Murder, charm, pod, stand...
|From Pexabay.com (free images!)|
... they're all supposed to be names for groups of animals. But are they, really? Or are they simply made up by someone as a kind of joke?
Such questions the enquiring mind wants to know! So, today, a fairly straightforward couple of questions that will open your mind to running down the true origins of words.
1. What are these kinds of terms called? (That is, what do you call words that denote a specific name for a group of a particular kind of animal, such as as "pack" of wolves.) What's THAT called? (Once you know this term, perhaps it will be simpler to figure this out...
In this case I happen to know the term for a collection of somethings. If you've got a collection of things that are not meaningfully divisible, such as luggage or happiness, then that's a mass noun. (Which, btw, is never used with the indefinite article! You wouldn't say "a luggage" or "a happiness.")
By contrast, the term for a collection of arbitrary things is a collective noun, words like crew, team, committee, or pack. This also includes collective nouns for animals: pod, swarm, flock, etc.
But for this Challenge, what's the specific term for the collective noun of particular kinds of animals?
[ collective noun animals ]
leads to a bunch of great resources, including the inevitable Wikipedia page, List of Animal Names.
But if you look at the Wikipedia page for Collective Nouns, you'll learn that
"...Some collective nouns are specific to one kind of thing, especially terms of venery, which identify groups of specific animals. For example, "pride" as a term of venery always refers to lions, never to dogs or cows. Other examples come from popular culture such as a group of owls, which is called a "parliament."
I'd heard that term before, but couldn't recall it without looking at that page. But let's drill down a bit on that term ("venery"). Continuing farther down the page of Collective Nouns, we read:
"The tradition of using "terms of venery" or "nouns of assembly," collective nouns that are specific to certain kinds of animals, stems from an English hunting tradition of the Late Middle Ages. The fashion of a consciously developed hunting language came to England from France. It was marked by an extensive proliferation of specialist vocabulary, applying different names to the same feature in different animals. The elements can be shown to have already been part of French and English hunting terminology by the beginning of the 14th century. In the course of the 14th century, it became a courtly fashion to extend the vocabulary, and by the 15th century, the tendency had reached exaggerated and even satirical proportions."
There's even a reference to several books, most notably the Book of Saint Albans (1486) which lists 164 terms of venery, many of which are clearly humorous, such as "a Doctryne of doctoris," "a Sentence of Juges," "a Fightyng of beggers," "a Melody of harpers," "a Disworship of Scottis," and so forth.
Apparently, the Book of Saint Albans became very popular during the 16th century and had the effect of perpetuating many of these terms as part of the Standard English lexicon even if they were originally meant to be humorous and have long ceased to have any practical application. The popularity of the terms in the modern period has resulted in the addition of numerous lighthearted, humorous or facetious collective nouns. As has been noted, "Terms of venery were the linguistic equivalent of silly hats: colorful, affected, fashionable, and very popular. And like most jargon, they were ripe for parody."
Sample page from the Book of St. Albans (1486)
But few of these terms were in common use after the 16th century. So why are they so well-known today?

• SUPPLIED ENTRIES:
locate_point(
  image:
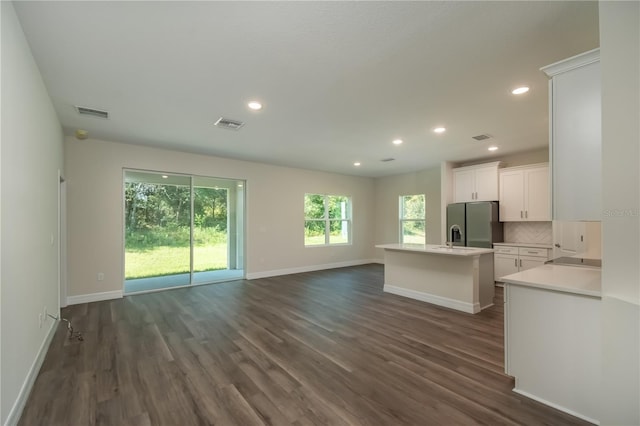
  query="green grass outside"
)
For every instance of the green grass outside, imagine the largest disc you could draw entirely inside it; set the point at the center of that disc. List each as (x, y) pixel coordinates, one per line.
(165, 260)
(159, 252)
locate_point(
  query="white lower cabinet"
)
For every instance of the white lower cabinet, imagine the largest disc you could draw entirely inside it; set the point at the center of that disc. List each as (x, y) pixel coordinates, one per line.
(552, 348)
(511, 259)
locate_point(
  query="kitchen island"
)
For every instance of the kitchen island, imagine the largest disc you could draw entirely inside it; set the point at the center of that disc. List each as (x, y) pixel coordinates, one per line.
(552, 336)
(459, 278)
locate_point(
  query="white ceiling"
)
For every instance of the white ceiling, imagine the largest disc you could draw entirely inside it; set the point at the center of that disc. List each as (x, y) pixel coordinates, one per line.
(339, 80)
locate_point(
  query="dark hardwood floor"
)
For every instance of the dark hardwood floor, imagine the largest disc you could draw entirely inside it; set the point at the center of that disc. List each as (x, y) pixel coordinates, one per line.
(319, 348)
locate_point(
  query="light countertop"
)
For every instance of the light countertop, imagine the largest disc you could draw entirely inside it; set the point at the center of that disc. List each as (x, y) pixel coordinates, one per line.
(532, 245)
(436, 249)
(568, 279)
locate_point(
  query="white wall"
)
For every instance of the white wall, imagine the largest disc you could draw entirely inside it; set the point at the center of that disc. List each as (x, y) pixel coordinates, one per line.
(275, 215)
(387, 192)
(540, 155)
(31, 157)
(620, 62)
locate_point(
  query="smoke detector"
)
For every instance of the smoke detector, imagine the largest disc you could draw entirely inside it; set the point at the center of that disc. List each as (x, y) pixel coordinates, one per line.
(481, 137)
(229, 124)
(92, 112)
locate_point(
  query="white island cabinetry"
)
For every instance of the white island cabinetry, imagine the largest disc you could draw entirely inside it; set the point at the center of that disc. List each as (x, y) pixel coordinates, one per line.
(459, 278)
(552, 337)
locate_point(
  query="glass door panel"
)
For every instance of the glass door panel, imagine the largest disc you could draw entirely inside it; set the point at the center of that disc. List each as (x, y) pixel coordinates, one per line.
(181, 230)
(157, 230)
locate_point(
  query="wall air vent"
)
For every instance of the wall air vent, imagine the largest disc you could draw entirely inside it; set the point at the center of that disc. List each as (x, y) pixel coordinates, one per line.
(481, 137)
(227, 123)
(92, 112)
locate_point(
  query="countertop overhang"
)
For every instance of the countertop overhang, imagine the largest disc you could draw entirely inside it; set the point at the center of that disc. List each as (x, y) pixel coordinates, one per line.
(436, 249)
(581, 280)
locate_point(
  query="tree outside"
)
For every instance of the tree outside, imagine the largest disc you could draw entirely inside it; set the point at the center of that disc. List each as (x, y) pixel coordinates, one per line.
(158, 234)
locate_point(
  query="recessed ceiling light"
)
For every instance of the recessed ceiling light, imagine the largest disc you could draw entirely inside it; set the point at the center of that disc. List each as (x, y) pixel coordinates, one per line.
(520, 90)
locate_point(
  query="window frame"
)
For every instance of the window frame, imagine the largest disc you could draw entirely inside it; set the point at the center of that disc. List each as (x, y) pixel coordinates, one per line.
(327, 220)
(402, 220)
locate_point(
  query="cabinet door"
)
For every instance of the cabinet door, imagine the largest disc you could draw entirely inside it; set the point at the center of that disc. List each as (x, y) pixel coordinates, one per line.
(486, 180)
(527, 262)
(511, 196)
(536, 190)
(504, 264)
(576, 144)
(463, 186)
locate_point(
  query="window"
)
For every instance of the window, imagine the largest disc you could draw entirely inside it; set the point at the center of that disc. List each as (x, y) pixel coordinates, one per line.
(327, 219)
(412, 219)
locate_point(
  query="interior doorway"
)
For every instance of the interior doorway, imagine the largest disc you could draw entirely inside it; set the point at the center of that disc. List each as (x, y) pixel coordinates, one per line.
(181, 230)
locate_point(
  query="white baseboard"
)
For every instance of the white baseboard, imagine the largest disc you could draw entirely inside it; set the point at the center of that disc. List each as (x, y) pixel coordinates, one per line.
(32, 374)
(556, 406)
(436, 300)
(94, 297)
(311, 268)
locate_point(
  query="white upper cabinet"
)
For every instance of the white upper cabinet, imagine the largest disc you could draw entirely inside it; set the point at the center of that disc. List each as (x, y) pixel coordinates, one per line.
(524, 194)
(476, 183)
(575, 137)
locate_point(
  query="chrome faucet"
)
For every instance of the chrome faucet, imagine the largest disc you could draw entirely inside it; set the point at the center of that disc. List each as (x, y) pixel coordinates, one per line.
(451, 229)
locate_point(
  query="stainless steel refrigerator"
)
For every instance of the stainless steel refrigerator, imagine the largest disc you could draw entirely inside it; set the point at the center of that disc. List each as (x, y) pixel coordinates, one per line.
(478, 222)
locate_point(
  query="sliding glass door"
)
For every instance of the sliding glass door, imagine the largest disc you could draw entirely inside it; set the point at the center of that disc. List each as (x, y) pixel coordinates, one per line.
(181, 230)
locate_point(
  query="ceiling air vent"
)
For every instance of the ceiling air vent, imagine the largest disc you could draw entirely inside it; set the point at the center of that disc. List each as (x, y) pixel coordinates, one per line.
(92, 112)
(227, 123)
(481, 137)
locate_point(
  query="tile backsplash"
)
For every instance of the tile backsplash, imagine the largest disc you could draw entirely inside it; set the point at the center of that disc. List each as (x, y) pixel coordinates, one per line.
(528, 232)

• WORK TO DO:
a: In the post about terms of venery, translate this sentence into Spanish: "The fashion of a consciously developed hunting language came to England from France."
b: Continue the post about collective nouns for animals from its last line.

• RESPONSES:
a: La moda de un lenguaje de caza desarrollado conscientemente llegó a Inglaterra desde Francia.

b:
Several of these sources point to the book, An Exaltation of Larks, by James Lipton (1968) as causing the revival of many of these terms of venery. In this book, Lipton goes back to fifteenth century manuscripts (such as St. Albans) and dug up terms for collections of birds and beasts and types of men that he wants to restore into English usage. That is, it was a very conscious attempt to return terms like "murder of crows" to common usage and make English more colorful. In this he seems to have succeeded.
Interestingly, the original subtitle of Lipton's book was An Exaltation of Larks or, The Venereal Game. You now know that "venereal" is the adjectival form of "venery," and not a reference to an STD, but you can also see why the publishers might want to change the title in subsequent editions. (Also, it is not to be confused with An Exaltation of Larks, #1 in the Venery Series, by Suanne Laqueur, a novel of family, terrorism, and romance.)
You should also know that Lipton clearly is inventing language just for the fun of it. His coinages include "a Kerouac of deadbeats" and a "chatter of finks." Those probably aren't in any original 16th century texts.
2. Where did the term "murder" as a term for a group of crows begin? (Mind you, just linking to a random website isn't going to cut it in SRS-land. You need to have a highly credible source, which means you need to think about what counts as "credible" for etymological sources. It's an interesting question.. what does count?)
As we just learned, many of these venery terms originated in the 16th century, but then seem to have fallen out of common use not long afterwards. Then, with the publication of Lipton's book in 1968, they've become popular again, primarily as humorous, lighthearted, fun collective nouns.
In the particular case, of "murder" for crows, probably the most authoritative source for the origin of English words is the Oxford English Dictionary, aka the OED.
The OED is the standard reference text for word origins (their etymology). If you've ever wandered in a library, it's usually the largest book (or collection of volumes) in common use.
Luckily, there's an online version of the OED.
Unluckily, it costs $100/year to access it.
Luckily, many libraries offer online OED access as a public service.
Unluckily, my local public library does not have this.
Luckily, I have a university connection that gives me online access.
So... I login to my university, connect to the library's OED service and search for the word "murder." And find the second definition:
|"murder, n.2". OED Online. December 2021. Oxford University Press. https://www-oed-com.proxy-um.researchport.umd.edu/view/Entry/244990?rskey=k58qLi&result=2 (accessed December 01, 2021).|
As you can see, the OED dates the use of "murder of crows" as a collective noun to 1475 in the Porkington manuscript (reported on in the Transactions of the Philological Society in 1909) where it appears as "a morther of crowys."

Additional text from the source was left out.